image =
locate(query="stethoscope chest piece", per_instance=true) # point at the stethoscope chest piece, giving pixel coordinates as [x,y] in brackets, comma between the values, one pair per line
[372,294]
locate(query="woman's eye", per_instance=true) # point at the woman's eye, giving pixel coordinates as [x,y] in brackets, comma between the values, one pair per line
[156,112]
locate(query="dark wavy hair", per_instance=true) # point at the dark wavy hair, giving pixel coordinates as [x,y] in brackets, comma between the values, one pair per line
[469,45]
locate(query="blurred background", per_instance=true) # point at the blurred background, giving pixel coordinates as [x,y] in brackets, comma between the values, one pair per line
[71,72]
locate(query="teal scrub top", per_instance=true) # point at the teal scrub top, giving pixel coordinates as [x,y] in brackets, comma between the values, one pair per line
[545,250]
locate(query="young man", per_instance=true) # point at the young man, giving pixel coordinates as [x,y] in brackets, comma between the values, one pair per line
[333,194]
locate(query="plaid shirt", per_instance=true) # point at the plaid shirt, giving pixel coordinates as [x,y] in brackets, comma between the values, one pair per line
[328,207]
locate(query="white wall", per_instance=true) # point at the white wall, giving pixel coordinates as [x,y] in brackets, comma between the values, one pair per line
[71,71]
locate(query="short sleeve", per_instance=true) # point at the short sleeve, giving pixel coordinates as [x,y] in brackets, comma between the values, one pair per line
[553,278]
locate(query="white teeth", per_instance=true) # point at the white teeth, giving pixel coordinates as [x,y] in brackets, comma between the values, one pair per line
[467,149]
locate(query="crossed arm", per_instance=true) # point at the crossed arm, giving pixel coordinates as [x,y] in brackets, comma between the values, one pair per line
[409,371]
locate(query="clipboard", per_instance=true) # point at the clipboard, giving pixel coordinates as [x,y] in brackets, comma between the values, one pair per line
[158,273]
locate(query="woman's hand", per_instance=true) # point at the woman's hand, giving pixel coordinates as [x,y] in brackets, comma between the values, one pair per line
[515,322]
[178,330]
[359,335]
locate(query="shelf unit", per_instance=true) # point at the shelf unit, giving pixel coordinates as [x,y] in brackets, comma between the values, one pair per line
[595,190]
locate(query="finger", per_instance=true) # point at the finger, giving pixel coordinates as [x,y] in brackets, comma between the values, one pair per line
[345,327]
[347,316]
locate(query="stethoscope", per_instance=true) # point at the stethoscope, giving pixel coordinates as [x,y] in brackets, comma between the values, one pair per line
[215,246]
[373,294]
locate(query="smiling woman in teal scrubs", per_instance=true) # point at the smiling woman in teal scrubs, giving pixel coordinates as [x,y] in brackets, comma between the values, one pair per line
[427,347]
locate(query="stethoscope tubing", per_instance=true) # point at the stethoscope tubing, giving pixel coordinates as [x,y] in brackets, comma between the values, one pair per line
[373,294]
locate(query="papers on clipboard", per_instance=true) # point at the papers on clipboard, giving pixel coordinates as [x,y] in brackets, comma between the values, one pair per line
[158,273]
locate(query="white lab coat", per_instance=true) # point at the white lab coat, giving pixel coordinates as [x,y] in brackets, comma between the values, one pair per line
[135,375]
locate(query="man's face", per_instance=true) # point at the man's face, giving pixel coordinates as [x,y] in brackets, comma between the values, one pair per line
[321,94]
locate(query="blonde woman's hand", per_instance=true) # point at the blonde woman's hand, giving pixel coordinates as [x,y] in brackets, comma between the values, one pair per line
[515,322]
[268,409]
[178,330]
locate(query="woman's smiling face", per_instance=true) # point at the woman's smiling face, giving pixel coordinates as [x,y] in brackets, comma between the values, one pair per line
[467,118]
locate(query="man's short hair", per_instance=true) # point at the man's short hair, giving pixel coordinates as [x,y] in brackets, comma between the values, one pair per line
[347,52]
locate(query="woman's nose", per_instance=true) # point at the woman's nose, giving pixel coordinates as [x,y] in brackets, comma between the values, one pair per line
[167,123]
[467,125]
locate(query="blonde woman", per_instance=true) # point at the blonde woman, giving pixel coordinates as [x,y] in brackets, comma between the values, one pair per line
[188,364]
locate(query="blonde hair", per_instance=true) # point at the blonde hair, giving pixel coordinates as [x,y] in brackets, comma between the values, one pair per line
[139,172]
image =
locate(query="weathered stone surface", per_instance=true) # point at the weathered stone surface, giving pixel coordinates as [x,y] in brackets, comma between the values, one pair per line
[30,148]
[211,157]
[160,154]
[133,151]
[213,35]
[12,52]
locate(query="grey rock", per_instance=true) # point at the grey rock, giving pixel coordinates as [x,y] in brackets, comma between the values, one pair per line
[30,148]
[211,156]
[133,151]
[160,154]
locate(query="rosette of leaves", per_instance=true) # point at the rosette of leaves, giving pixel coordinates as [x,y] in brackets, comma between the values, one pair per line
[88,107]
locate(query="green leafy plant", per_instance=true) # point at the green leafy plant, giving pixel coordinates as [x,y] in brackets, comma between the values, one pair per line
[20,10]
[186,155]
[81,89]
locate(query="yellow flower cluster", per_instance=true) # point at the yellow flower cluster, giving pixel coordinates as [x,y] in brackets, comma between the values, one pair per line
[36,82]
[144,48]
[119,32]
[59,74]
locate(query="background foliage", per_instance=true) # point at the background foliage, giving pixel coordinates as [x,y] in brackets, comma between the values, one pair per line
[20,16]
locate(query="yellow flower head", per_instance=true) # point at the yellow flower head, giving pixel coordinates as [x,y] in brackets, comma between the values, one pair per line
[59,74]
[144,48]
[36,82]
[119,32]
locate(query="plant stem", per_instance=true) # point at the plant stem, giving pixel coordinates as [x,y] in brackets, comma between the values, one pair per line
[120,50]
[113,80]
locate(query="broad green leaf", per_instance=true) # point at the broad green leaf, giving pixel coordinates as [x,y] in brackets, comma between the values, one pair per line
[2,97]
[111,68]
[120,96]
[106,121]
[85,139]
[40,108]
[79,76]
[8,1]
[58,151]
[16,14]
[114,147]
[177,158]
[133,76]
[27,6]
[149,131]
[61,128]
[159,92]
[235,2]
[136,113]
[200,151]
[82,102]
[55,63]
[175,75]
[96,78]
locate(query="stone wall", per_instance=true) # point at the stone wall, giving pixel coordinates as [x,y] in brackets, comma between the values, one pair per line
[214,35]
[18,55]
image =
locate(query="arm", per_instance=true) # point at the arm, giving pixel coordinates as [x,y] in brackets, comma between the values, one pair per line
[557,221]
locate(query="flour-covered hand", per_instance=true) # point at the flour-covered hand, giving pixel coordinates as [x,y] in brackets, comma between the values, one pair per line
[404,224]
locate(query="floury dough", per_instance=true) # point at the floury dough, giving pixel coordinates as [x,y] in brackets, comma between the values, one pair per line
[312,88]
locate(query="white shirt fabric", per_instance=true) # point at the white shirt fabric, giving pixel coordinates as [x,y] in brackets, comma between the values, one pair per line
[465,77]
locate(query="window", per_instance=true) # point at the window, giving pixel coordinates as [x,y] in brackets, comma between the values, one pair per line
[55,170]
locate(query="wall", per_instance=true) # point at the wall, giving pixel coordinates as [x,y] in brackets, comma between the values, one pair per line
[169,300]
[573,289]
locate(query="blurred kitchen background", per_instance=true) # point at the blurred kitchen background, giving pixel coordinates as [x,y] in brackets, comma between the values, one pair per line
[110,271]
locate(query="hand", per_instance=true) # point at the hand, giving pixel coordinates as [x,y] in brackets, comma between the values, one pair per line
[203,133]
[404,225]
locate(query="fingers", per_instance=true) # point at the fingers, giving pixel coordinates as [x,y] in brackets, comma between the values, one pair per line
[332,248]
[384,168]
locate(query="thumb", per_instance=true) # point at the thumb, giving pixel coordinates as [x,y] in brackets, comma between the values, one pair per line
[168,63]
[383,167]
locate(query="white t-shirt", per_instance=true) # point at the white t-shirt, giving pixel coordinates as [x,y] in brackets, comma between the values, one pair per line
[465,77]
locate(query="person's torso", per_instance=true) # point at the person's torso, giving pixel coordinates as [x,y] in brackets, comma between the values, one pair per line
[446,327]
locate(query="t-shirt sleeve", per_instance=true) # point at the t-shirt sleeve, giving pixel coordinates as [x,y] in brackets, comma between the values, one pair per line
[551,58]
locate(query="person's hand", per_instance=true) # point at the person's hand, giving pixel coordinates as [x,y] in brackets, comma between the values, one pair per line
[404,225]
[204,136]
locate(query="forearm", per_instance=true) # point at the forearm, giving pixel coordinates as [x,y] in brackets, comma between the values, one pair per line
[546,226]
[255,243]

-=-=-

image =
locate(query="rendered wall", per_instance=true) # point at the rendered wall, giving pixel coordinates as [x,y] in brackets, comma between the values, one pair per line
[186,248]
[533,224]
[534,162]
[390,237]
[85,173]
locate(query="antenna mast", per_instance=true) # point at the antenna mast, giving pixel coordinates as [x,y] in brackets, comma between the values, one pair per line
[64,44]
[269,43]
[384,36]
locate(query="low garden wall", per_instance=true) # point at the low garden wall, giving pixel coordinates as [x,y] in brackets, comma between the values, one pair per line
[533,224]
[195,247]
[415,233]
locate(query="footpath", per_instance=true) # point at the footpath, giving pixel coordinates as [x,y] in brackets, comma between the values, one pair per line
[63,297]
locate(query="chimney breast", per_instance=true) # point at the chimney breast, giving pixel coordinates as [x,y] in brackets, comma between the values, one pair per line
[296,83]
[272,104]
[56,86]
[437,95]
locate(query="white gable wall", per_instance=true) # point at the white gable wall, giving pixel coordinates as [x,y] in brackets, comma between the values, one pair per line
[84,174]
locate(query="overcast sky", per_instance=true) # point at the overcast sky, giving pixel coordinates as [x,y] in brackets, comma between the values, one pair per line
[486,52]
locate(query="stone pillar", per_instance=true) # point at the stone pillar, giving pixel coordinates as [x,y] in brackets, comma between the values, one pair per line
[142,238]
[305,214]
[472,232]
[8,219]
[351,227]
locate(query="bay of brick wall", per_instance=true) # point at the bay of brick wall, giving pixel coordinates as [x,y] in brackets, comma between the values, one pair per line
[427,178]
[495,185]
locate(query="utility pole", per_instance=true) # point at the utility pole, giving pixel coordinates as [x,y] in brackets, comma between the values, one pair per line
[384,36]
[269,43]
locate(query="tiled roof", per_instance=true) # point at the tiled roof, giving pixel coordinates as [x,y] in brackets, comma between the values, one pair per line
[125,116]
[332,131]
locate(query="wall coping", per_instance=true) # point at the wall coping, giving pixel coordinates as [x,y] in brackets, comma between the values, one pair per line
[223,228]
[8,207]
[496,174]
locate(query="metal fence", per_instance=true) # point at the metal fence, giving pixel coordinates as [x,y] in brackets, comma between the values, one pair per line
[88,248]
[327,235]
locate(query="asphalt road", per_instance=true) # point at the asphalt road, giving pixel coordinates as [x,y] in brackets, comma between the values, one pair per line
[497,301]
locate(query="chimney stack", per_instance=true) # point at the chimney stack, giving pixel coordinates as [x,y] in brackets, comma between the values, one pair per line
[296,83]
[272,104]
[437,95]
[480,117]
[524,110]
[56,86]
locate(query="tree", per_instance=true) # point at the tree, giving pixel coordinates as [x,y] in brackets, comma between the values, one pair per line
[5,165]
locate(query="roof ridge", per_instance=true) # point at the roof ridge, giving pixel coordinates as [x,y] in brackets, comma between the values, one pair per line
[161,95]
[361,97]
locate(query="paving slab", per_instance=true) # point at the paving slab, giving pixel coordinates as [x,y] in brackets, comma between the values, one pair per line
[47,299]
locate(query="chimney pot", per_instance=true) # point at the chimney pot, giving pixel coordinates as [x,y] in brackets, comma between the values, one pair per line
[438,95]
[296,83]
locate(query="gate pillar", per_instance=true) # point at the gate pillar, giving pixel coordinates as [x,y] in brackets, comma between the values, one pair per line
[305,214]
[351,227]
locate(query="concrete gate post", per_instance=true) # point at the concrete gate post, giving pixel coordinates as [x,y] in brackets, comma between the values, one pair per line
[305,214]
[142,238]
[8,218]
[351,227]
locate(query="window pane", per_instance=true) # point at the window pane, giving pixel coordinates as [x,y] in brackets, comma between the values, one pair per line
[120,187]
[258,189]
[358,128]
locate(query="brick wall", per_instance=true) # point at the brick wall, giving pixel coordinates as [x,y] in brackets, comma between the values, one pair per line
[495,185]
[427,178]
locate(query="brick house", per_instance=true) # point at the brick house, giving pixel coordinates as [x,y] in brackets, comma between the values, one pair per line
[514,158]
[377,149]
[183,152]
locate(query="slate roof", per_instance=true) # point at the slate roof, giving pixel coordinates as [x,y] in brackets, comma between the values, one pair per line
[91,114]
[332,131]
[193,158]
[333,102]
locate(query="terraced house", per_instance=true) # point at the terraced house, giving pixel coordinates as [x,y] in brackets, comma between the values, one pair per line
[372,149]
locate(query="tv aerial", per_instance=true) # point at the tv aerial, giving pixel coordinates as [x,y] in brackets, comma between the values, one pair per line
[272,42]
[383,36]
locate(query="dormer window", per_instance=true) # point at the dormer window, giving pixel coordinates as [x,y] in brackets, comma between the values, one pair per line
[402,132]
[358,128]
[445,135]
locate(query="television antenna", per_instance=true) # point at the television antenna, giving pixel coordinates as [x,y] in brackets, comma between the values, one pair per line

-=-=-

**Task details:**
Reproduce verbatim the lines above, from the line with "at the dormer" through the line with "at the television".

**Response below:**
locate(query="dormer window", per_instance=true) # point at the dormer window, giving pixel coordinates as [x,y] in brackets, comma between the values, one pair per line
[402,132]
[358,128]
[445,135]
locate(query="television antenna", per_instance=true) # point at the television antenna, giving pixel coordinates as [x,y] in brackets, comma between the values, one pair per line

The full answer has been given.